Exercise requirements:
Look in the material below for the line holding "Find the large". Set it down exactly, with each later line up to and including the line holding "Find the blue".
Content starts
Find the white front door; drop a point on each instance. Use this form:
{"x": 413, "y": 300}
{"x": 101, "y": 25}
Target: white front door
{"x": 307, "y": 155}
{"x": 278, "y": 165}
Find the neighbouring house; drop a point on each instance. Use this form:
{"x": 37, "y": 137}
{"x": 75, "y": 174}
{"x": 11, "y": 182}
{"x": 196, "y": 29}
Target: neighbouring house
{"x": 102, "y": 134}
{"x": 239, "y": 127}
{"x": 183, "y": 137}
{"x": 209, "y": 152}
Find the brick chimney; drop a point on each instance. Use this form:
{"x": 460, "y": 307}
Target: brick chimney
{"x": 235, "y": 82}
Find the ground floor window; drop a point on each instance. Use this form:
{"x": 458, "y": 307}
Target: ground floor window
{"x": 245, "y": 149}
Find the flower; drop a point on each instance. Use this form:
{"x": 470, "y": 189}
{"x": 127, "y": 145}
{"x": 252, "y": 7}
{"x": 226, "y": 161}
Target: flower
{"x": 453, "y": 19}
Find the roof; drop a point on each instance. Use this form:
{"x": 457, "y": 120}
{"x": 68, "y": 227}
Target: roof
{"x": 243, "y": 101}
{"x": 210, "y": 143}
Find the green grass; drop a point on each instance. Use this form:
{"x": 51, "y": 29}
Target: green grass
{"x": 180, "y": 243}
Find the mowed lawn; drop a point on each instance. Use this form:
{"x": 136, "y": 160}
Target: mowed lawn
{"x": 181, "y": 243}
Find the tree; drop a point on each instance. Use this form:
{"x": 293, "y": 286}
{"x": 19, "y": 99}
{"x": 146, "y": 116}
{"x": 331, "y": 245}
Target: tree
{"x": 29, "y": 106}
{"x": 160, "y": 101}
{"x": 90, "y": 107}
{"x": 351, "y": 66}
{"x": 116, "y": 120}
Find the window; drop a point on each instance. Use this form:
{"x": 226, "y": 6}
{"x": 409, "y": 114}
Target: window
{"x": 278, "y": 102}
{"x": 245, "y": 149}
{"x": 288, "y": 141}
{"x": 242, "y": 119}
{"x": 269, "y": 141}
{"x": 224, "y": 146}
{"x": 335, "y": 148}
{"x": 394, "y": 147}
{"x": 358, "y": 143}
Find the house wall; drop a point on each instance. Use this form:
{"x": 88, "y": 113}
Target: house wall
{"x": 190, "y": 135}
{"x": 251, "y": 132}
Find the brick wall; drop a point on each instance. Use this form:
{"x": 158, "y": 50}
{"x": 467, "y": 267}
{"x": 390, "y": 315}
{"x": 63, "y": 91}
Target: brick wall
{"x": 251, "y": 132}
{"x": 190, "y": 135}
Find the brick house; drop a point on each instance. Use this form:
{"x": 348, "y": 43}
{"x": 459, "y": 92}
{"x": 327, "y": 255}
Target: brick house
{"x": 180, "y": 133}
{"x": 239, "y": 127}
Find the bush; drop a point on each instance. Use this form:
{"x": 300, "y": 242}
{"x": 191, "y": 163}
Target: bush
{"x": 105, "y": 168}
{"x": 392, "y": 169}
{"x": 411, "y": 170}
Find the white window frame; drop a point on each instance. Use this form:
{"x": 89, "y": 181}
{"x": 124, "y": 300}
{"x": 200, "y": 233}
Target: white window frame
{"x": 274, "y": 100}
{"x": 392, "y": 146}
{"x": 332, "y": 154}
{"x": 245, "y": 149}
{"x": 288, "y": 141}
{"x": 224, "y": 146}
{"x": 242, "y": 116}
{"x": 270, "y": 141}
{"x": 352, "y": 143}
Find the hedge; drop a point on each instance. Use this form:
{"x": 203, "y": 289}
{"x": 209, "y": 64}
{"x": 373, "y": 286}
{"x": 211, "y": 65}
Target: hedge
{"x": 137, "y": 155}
Content ends
Content starts
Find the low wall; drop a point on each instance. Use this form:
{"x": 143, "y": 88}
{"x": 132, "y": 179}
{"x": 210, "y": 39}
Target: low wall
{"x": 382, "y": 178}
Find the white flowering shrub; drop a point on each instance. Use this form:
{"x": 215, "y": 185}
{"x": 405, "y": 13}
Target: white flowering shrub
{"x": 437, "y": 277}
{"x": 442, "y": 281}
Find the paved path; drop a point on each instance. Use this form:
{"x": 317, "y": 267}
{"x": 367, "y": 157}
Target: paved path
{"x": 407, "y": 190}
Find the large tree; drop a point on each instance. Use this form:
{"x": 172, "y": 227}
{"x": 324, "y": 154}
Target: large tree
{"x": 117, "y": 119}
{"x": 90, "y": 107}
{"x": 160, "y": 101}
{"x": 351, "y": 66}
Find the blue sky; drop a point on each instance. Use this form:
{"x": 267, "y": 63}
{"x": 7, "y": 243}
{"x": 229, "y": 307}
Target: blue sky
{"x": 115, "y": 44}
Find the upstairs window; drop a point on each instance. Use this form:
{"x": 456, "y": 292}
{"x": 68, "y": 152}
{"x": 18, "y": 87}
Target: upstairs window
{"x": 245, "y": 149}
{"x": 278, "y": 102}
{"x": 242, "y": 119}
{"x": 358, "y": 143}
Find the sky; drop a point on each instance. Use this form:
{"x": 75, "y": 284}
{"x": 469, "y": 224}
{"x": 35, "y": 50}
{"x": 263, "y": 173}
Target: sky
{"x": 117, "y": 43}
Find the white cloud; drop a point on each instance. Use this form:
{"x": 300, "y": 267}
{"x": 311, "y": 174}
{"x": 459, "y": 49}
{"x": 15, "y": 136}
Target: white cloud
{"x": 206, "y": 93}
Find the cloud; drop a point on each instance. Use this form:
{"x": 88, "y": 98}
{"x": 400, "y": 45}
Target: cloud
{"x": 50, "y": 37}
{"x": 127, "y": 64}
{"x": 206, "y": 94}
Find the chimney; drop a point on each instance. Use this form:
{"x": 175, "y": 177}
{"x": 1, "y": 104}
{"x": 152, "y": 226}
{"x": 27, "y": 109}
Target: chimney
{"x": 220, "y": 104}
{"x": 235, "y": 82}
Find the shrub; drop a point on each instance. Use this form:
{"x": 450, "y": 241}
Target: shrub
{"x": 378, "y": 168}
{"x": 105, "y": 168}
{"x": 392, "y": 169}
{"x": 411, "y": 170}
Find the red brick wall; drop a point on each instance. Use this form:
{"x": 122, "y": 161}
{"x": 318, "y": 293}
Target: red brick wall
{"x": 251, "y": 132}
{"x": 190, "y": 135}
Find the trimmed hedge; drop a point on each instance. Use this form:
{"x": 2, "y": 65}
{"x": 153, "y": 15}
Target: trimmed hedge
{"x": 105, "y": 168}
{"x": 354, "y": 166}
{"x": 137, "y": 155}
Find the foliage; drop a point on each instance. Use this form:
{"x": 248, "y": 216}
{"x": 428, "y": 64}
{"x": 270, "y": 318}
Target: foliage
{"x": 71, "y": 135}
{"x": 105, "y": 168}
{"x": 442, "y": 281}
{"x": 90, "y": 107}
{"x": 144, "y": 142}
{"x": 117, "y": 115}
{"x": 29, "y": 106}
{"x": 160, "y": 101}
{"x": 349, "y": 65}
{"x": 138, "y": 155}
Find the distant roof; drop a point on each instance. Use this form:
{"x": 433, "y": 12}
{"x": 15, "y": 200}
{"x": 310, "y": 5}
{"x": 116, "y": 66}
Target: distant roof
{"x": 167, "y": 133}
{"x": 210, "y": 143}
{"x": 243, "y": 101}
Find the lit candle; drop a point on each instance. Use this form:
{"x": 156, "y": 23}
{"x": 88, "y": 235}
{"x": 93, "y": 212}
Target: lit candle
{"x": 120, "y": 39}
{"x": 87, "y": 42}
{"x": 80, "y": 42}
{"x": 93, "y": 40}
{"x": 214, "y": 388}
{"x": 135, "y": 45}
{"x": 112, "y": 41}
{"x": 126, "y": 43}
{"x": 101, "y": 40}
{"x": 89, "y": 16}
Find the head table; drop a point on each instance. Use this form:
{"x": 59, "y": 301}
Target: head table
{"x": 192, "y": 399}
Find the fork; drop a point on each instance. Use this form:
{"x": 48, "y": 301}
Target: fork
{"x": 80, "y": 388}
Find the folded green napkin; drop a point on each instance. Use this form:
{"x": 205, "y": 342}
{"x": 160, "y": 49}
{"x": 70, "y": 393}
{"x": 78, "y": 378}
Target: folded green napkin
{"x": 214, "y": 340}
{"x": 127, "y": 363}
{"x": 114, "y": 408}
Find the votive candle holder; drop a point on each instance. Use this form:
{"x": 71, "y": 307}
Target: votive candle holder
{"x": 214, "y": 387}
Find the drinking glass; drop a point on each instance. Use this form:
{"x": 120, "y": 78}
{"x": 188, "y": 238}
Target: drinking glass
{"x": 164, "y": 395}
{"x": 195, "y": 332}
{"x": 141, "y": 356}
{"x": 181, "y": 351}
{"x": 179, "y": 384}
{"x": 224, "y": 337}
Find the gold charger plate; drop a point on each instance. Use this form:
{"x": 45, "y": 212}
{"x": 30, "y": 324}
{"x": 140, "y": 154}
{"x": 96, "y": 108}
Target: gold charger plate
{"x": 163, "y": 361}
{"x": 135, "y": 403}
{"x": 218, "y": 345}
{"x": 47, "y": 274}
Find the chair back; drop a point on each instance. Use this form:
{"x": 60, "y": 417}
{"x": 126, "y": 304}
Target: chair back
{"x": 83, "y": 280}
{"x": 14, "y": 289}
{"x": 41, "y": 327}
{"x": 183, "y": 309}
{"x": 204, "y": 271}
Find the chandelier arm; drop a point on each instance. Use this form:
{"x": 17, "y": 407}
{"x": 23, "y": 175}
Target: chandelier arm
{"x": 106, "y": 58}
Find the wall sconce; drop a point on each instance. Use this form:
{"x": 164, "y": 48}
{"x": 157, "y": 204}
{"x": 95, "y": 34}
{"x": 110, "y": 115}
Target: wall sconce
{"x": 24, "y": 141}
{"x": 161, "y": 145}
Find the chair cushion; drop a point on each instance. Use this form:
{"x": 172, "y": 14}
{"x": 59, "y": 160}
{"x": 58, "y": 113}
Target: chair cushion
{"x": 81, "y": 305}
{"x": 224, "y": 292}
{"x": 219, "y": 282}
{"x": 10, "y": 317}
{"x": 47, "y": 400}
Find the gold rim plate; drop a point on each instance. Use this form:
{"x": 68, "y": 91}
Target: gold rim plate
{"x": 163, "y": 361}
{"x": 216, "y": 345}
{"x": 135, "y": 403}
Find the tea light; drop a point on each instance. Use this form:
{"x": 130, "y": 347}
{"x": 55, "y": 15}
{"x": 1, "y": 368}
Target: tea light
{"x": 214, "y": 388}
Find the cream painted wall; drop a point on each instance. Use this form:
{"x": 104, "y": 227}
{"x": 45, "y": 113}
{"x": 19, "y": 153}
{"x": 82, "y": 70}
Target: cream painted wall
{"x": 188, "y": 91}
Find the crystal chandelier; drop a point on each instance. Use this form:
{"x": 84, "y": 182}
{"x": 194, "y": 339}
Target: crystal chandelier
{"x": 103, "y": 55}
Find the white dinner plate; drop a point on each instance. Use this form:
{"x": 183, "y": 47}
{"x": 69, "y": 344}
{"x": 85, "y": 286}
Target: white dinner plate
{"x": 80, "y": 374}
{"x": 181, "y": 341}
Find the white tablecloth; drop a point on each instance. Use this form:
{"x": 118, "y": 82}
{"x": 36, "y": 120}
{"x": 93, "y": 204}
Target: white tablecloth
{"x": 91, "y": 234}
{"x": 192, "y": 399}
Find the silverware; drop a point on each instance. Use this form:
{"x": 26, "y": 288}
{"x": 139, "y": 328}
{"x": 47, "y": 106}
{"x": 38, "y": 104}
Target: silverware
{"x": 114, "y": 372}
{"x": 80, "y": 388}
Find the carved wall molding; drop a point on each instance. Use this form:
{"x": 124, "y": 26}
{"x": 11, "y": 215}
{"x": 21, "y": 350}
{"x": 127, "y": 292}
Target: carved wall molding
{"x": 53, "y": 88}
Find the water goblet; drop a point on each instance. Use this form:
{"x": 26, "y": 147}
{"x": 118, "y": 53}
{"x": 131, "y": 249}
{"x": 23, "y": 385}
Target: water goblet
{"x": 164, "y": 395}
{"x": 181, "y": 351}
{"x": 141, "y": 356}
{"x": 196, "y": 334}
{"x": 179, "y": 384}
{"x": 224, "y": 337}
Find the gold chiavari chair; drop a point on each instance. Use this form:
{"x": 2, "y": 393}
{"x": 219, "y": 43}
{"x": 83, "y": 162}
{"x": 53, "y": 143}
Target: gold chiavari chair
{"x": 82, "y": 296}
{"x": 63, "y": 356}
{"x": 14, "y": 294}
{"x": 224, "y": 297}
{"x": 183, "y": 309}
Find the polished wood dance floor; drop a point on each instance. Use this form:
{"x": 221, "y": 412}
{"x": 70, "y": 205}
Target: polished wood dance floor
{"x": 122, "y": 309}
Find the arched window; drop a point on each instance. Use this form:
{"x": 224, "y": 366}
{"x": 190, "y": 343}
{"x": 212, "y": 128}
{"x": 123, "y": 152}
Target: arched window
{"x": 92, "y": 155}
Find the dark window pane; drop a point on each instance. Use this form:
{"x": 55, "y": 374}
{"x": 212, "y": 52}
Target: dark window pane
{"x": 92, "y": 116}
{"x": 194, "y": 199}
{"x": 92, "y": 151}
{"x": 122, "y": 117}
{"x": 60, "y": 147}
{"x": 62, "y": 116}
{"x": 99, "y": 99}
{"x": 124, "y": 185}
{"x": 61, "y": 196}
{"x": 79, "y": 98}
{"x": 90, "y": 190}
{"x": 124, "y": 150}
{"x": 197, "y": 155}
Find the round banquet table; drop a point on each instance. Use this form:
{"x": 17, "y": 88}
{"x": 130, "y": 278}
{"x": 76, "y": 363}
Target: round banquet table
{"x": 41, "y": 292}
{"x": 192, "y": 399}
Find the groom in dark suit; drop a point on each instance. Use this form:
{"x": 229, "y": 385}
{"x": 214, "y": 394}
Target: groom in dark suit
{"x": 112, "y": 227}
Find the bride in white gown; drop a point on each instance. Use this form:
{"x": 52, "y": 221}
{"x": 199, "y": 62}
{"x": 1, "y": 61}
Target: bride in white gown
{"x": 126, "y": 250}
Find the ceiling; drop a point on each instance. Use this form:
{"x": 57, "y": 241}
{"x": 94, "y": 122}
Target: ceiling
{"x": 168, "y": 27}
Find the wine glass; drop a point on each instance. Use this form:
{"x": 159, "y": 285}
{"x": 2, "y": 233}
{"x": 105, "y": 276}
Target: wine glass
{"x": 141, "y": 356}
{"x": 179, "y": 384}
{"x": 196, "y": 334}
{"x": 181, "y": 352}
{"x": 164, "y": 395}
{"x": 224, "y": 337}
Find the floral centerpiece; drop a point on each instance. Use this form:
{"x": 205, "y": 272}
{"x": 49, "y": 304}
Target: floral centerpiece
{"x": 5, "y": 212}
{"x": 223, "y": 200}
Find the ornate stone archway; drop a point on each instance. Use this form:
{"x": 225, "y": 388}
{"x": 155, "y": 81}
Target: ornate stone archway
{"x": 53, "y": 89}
Content ends
Reply:
Find the large tree; drop a point on each instance. Use this form:
{"x": 172, "y": 227}
{"x": 324, "y": 154}
Target: large tree
{"x": 117, "y": 119}
{"x": 90, "y": 107}
{"x": 160, "y": 101}
{"x": 351, "y": 66}
Find the blue sky; drop a point on each instance. Use this form:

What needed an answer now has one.